Restate the records exactly. Include all of them.

-------- Records supplied --------

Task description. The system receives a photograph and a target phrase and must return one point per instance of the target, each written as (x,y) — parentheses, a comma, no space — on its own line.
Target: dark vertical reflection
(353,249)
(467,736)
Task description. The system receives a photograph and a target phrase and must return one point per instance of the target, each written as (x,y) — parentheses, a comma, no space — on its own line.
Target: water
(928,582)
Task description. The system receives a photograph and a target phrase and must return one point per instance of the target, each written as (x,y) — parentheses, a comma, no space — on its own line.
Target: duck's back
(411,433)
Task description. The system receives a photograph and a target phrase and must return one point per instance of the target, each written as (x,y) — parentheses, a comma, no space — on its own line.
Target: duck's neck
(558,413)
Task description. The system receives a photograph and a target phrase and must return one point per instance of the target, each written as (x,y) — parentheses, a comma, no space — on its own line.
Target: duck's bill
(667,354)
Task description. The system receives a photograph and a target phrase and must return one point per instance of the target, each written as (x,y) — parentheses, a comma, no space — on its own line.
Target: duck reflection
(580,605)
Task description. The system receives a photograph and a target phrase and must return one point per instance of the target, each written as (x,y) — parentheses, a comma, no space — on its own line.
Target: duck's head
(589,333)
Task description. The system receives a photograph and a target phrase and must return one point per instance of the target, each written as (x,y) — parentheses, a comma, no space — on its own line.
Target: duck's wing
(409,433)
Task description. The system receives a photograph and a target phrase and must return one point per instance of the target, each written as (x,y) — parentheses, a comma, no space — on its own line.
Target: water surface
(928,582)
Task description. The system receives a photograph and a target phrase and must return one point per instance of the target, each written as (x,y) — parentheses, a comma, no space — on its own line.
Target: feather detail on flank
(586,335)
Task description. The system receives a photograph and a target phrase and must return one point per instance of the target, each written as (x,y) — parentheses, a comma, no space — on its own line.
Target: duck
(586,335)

--------

> Response
Task description. The system receives a photograph and a target phrase and must return one point per instance of the target, each written as (x,y) — parentheses, a comma, no space — on its own line.
Target: dark vertical reflection
(353,249)
(467,736)
Task description. The system receives a photograph and a target phrase and must return one point per instance of the target, each written as (x,y) — parentheses, a comma, no space — on its own line.
Target: water
(928,582)
Task description. The system receives a photograph and a target phrase and must return one point per instance of the target, each written as (x,y) — parentheses, a comma, no space — on its own line.
Target: duck's back
(411,433)
Task description. The system receives a photograph and a target phrase and must return one point per instance of the target, each written as (x,y) — parentheses, a comma, no space — on its own line.
Target: duck's neck
(558,413)
Task description. The system receives a photograph and a target phrase and must return one point per instance of the target, each written as (x,y) — parentheses, a comma, no space — on its own line.
Target: duck's bill
(667,354)
Task description. The system receives a photograph and a target phrase and must return one point per instance of the target, each written as (x,y) — parentheses, a comma, no space — on its own line.
Target: duck reflection
(580,605)
Task description. The system receives a photograph and a target phrase and must return one point per instance of the target, each written as (x,y) — parentheses, a comma, no space — on its own line.
Target: duck's head
(589,333)
Task description. The system receives a photograph and a target phrase and must return one point per instance of the target, each written as (x,y) — parentheses, a comma, no space — on its own line.
Target: duck's wing
(409,433)
Task description. The system receives a photograph and a target phrase and must return one point per instance of the target, each written as (x,y) — parentheses, a comma, no space — on its own line.
Target: water surface
(928,582)
Task description. The system receives a photograph and a target phrase and must return one point per instance of the target, each written as (x,y) — parentheses, a comma, no space — on its own line.
Target: feather detail on flank
(586,335)
Task description. The system receives a photograph and a target phrase and must return one point per instance of the target, each written as (x,y) — parentheses, a comma, no space — on its own line.
Target: duck
(586,335)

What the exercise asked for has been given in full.